Given records:
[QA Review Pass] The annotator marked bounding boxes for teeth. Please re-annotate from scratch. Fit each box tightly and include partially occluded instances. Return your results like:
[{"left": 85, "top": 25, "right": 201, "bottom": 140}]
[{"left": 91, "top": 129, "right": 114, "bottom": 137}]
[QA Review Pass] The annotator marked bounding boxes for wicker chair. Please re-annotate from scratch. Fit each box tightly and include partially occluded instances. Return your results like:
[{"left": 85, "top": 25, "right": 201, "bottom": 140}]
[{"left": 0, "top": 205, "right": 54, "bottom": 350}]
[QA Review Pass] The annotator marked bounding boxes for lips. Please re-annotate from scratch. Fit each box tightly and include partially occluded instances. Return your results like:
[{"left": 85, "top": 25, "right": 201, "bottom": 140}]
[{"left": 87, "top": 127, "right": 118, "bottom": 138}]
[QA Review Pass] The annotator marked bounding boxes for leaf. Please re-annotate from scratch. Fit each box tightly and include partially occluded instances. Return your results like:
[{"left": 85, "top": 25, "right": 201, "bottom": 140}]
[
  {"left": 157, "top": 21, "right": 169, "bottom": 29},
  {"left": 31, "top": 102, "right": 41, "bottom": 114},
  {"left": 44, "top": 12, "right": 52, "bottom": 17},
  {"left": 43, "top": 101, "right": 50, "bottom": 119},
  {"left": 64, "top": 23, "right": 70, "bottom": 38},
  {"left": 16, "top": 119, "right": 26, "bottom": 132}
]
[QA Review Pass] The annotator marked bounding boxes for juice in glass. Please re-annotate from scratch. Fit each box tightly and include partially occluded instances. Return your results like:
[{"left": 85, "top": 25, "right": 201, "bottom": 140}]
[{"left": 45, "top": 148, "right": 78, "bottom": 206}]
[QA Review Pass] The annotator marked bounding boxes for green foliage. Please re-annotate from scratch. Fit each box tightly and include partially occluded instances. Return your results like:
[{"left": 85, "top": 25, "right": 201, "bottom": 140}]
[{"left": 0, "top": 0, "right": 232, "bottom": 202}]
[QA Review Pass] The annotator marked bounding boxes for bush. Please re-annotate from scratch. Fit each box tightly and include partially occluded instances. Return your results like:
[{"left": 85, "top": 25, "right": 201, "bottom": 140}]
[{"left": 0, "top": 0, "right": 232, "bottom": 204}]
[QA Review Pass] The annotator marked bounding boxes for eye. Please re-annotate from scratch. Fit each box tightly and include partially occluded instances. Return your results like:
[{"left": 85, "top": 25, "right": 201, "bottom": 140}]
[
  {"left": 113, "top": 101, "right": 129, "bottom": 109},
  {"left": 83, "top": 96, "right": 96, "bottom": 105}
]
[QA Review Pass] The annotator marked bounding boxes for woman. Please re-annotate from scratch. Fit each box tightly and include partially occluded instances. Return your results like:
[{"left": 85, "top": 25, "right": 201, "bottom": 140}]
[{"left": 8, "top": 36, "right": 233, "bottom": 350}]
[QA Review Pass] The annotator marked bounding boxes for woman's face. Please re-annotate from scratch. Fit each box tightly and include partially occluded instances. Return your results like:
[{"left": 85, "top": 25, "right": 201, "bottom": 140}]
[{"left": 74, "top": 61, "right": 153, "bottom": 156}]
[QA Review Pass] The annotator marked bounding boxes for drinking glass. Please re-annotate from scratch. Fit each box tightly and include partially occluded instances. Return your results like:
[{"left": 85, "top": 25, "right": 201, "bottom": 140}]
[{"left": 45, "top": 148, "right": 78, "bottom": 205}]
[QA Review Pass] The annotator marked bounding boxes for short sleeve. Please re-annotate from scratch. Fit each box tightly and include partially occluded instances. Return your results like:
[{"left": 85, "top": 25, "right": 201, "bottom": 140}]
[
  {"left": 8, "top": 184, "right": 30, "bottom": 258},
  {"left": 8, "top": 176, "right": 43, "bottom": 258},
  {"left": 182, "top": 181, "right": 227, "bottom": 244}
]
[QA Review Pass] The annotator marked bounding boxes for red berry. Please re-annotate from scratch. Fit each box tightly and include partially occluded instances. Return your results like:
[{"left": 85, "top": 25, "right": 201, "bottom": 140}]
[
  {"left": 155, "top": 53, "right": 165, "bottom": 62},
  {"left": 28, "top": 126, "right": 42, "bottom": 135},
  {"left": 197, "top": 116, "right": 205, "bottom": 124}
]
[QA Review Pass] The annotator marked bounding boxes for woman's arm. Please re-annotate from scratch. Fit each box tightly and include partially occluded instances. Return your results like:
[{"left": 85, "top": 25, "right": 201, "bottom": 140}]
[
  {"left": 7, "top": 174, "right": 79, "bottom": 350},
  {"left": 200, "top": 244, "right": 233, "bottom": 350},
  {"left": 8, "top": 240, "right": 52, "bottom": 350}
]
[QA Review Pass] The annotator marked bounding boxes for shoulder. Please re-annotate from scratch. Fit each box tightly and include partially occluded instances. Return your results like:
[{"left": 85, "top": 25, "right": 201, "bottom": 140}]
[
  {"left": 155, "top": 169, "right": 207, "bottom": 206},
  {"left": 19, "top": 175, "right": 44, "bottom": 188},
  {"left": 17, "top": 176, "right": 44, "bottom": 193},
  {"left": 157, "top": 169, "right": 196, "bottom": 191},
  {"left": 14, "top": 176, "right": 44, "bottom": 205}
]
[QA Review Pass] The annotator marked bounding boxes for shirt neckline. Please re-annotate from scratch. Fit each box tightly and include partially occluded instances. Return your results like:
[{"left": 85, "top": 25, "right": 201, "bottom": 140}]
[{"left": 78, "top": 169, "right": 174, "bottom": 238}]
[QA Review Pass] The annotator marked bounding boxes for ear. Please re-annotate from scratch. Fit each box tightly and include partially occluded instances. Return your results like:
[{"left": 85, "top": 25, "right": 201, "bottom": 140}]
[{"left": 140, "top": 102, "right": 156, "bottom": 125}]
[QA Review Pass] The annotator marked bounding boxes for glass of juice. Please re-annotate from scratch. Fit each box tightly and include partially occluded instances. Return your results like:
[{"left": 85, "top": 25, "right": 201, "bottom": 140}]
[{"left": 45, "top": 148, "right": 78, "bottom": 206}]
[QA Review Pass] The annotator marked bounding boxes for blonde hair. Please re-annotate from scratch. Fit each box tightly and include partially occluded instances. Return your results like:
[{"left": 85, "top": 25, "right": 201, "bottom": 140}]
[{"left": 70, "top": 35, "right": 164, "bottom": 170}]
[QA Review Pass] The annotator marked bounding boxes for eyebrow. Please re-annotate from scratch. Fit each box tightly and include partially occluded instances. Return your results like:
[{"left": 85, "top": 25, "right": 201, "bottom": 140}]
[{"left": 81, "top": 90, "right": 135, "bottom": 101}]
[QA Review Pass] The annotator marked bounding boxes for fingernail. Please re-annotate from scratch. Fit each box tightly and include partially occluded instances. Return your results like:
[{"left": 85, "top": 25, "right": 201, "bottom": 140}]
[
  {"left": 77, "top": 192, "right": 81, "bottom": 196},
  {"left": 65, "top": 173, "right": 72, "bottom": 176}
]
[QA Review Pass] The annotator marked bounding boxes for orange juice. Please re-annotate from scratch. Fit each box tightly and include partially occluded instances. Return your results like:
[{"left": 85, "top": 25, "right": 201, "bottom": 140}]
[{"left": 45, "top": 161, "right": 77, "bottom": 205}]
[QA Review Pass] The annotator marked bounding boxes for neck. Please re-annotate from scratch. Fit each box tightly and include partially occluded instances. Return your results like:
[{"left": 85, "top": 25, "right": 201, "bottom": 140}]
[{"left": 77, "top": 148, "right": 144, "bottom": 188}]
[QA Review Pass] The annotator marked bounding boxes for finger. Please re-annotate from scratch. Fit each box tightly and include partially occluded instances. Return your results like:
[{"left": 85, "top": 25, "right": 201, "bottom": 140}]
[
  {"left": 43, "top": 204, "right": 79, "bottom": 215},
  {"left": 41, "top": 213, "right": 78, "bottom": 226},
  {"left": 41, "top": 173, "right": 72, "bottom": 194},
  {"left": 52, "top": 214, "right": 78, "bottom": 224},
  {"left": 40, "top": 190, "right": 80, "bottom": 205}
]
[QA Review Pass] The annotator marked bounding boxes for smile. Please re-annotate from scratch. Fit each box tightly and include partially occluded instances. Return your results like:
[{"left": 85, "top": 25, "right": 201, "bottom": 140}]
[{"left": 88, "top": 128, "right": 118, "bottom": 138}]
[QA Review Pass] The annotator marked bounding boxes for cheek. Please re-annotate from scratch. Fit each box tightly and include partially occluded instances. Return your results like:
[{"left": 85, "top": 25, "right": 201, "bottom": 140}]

Exercise description: Transcribe only the trailing portion of the entries above: the line that contains "[QA Review Pass] The annotator marked bounding boxes for neck." and each line after it.

Completed exercise:
[QA Review Pass] The annotator marked bounding boxes for neck. Please re-annotate from scratch. Fit each box tightly and include partially occluded instances. Return your results like:
[{"left": 85, "top": 25, "right": 201, "bottom": 140}]
[{"left": 77, "top": 148, "right": 144, "bottom": 188}]
[QA Review Pass] The annotator marked bounding boxes for finger. Please re-annotate from scratch. Fit each box tightly and include partially occluded instances. Return your results like:
[{"left": 85, "top": 25, "right": 201, "bottom": 140}]
[
  {"left": 43, "top": 204, "right": 79, "bottom": 215},
  {"left": 41, "top": 213, "right": 78, "bottom": 226},
  {"left": 41, "top": 173, "right": 72, "bottom": 194},
  {"left": 52, "top": 214, "right": 78, "bottom": 224},
  {"left": 40, "top": 190, "right": 80, "bottom": 205}
]
[QA Review Pass] The annotator marked bounding boxes for smile. Please re-annotate from scratch. Fit each box tightly and include partially occluded instances. Return your results like:
[{"left": 85, "top": 25, "right": 201, "bottom": 140}]
[{"left": 88, "top": 128, "right": 118, "bottom": 138}]
[QA Review Pass] The annotator marked bounding boxes for cheek. Please re-annotate from scratch. Fit each box tightly and include partially occluded instances. Return your results like:
[{"left": 85, "top": 25, "right": 201, "bottom": 140}]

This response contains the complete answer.